- Document passage:
Feed-Forward Network
The Feed-Forward Network is a two-layer MLP applied independently at each sequence position within a Transformer block, expanding to 4× model dimension before projecting back, providing non-linear per-position transformation after attention.
type: component title: "Feed-Forward Network" tags: [component, transformer, mlp] part_of: ["Transformer"] created: 2025-01-01
Feed-Forward Network
Purpose
The Feed-Forward Network (FFN) provides a non-linear, position-wise transformation within each Transformer block. Applied independently to each token position after attention has mixed information across positions, it acts as the model's per-position "processing" layer where learned features are combined and transformed.
Inputs and Outputs
- Input: A vector of shape
(seq_len, d_model)— the output of the attention sub-layer (after residual addition and Layer Normalization). - Output: A vector of the same shape
(seq_len, d_model)— the result of two linear transformations with a non-linearity in between.

- Data listing:
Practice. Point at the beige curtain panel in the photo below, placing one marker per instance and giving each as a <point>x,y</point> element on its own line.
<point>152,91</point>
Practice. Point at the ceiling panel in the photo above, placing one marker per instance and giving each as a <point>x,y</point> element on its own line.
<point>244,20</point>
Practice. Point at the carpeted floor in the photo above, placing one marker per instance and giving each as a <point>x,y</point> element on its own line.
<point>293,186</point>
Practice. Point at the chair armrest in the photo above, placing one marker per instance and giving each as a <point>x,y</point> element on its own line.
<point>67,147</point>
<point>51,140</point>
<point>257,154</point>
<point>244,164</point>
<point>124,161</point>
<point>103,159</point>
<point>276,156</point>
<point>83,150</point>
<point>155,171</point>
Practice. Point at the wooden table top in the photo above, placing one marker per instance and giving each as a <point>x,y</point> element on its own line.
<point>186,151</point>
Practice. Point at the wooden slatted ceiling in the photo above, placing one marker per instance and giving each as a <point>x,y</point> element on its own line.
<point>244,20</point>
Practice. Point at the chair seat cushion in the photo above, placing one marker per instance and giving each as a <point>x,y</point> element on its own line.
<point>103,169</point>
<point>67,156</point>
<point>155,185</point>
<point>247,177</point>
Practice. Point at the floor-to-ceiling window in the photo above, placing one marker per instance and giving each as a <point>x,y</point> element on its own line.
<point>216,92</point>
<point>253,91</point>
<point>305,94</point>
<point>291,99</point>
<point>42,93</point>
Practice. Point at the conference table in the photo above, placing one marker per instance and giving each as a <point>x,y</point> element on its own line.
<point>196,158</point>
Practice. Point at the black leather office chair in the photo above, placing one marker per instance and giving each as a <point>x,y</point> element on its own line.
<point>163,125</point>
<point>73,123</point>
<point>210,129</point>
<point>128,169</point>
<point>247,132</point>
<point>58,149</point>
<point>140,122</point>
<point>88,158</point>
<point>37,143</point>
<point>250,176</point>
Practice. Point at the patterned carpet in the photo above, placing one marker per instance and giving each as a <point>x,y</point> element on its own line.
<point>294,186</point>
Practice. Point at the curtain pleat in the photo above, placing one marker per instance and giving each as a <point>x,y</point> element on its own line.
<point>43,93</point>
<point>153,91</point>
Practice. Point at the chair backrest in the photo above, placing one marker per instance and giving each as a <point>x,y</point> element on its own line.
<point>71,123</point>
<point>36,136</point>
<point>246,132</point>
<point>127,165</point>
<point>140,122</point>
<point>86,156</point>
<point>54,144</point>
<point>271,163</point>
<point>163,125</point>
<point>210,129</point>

==

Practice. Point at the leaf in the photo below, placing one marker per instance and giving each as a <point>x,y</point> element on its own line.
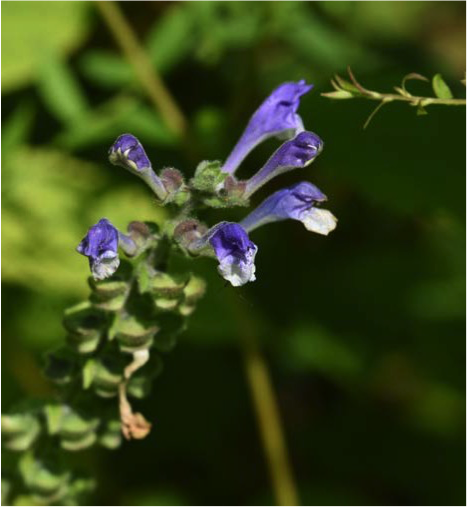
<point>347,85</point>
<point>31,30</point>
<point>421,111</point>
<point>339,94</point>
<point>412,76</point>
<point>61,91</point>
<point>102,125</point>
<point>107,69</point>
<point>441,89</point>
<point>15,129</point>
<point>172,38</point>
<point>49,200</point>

- Set of tasks:
• 1. Reproduce the Feed-Forward Network page word for word, starting with "Inputs and Outputs" and going on through "non-linearity in between.".
• 2. According to the Feed-Forward Network page, to what size does the network expand before projecting back?

- Answer section:
• 1.
Inputs and Outputs
- Input: A vector of shape
(seq_len, d_model)— the output of the attention sub-layer (after residual addition and Layer Normalization). - Output: A vector of the same shape
(seq_len, d_model)— the result of two linear transformations with a non-linearity in between.

• 2. 4× the model dimension